WORK TO BE COMPLETED ▸ Render all of the entries below as a Markdown table with two columns, No. and Text, giving each nonblank line its own numbered row.

DATASET EXCERPTS ▸
● ● ●

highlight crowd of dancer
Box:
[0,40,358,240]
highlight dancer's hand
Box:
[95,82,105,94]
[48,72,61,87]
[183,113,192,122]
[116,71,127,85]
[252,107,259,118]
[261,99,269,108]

● ● ●

RESULT OF THIS EXERCISE ▸
| No. | Text |
|---|---|
| 1 | highlight crowd of dancer |
| 2 | Box: |
| 3 | [0,40,358,240] |
| 4 | highlight dancer's hand |
| 5 | Box: |
| 6 | [95,82,105,94] |
| 7 | [48,72,61,87] |
| 8 | [183,113,192,122] |
| 9 | [116,71,127,85] |
| 10 | [252,107,259,118] |
| 11 | [261,99,269,108] |